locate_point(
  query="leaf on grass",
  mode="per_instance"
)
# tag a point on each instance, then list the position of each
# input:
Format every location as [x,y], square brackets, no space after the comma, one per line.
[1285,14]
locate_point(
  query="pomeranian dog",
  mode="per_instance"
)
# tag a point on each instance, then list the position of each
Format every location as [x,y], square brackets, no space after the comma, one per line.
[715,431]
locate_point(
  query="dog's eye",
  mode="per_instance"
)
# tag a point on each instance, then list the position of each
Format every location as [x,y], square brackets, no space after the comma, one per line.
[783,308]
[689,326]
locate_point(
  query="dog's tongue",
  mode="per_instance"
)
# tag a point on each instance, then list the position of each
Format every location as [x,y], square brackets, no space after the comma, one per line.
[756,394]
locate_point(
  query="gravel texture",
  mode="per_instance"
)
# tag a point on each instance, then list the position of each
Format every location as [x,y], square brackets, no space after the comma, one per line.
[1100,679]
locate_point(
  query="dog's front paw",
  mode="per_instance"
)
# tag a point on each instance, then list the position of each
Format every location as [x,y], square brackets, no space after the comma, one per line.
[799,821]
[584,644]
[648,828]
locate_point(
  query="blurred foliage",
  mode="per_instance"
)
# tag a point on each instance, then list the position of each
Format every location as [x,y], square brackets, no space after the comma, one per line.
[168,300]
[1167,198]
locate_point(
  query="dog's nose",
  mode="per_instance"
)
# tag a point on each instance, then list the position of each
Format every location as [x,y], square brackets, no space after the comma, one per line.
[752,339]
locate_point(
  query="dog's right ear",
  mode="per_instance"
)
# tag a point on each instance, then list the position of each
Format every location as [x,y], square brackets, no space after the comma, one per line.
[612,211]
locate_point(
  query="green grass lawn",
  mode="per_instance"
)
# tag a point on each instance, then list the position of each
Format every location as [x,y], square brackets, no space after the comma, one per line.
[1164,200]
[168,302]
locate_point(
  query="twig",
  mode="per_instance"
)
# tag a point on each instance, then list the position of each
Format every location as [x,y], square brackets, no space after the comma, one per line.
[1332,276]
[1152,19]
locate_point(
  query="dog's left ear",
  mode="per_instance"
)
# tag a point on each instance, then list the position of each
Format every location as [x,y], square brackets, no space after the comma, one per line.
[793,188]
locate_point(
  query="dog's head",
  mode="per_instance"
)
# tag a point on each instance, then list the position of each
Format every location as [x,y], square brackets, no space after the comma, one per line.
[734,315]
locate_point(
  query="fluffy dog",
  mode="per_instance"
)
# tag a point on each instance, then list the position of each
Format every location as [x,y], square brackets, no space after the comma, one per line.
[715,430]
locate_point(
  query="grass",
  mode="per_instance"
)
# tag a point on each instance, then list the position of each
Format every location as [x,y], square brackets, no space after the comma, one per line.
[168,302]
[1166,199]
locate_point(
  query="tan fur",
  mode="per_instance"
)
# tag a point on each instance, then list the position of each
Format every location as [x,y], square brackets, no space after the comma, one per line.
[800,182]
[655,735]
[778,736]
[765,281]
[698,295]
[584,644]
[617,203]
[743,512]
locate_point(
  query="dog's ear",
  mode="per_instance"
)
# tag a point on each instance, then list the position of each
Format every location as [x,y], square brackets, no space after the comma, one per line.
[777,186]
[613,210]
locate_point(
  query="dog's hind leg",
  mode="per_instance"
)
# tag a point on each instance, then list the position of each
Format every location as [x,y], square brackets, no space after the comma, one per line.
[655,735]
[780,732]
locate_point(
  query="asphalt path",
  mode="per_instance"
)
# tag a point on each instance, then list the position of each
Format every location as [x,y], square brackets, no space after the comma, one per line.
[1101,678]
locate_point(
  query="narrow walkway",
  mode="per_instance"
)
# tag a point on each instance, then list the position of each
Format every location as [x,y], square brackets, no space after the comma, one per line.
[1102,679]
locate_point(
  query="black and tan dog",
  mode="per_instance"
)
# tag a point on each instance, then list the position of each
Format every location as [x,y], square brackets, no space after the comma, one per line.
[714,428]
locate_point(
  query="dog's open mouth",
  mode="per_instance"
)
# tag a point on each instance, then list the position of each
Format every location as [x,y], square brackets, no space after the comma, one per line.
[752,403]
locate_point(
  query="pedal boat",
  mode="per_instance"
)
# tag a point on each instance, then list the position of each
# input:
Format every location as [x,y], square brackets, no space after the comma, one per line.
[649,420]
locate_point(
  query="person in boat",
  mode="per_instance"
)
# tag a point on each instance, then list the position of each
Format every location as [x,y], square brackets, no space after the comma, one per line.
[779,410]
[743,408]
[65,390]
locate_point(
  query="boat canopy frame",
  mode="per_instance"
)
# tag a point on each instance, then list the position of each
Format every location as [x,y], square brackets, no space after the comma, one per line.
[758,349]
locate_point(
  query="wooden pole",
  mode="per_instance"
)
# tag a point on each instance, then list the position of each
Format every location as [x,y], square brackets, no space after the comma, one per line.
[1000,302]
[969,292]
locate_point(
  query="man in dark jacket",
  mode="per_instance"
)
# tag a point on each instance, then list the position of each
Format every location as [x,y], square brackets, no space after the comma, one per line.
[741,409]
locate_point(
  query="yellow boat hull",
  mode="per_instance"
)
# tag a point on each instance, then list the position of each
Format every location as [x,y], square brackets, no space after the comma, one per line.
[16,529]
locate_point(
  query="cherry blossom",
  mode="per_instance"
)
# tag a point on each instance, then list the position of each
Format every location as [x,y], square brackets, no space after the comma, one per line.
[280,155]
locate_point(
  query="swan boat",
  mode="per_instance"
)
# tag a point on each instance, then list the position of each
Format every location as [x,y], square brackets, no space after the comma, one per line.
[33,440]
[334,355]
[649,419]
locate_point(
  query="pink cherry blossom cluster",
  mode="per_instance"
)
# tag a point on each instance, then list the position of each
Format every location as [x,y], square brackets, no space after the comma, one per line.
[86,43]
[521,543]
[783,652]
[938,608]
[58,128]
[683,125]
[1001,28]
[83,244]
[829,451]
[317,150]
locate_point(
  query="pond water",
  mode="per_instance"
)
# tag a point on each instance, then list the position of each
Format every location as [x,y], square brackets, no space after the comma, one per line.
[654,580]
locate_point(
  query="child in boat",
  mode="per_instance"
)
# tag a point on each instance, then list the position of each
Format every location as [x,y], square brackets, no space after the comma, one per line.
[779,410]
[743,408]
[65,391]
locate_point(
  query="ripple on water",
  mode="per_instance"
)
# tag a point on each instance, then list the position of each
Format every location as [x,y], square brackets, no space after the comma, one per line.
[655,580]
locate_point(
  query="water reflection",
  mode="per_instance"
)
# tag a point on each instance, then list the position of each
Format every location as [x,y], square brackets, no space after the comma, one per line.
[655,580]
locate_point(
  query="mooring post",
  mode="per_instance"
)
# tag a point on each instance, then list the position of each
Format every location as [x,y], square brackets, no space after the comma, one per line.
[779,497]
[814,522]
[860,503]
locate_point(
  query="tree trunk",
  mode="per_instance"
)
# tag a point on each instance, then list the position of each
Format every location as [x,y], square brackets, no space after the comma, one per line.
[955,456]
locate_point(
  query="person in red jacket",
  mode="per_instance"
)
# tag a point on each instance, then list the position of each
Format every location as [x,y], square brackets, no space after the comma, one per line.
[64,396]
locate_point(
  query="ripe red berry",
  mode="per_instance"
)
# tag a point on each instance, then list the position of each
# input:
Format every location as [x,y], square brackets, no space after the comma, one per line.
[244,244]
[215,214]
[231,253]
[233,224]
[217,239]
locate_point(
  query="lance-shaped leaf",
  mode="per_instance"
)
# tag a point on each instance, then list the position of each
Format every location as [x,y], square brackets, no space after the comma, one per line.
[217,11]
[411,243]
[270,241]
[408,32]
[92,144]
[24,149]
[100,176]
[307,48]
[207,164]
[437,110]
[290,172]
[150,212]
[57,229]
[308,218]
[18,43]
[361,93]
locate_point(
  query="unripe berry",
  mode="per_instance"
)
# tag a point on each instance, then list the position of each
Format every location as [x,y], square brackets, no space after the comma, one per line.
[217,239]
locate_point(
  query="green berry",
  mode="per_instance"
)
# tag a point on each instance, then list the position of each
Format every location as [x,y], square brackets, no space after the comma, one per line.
☆ ☆ ☆ ☆
Identify every line of the records above that contains the word "blossom", and copy each one, counting only matches with the same upper and lower case.

  query="cherry blossom",
  query="pink cherry blossom cluster",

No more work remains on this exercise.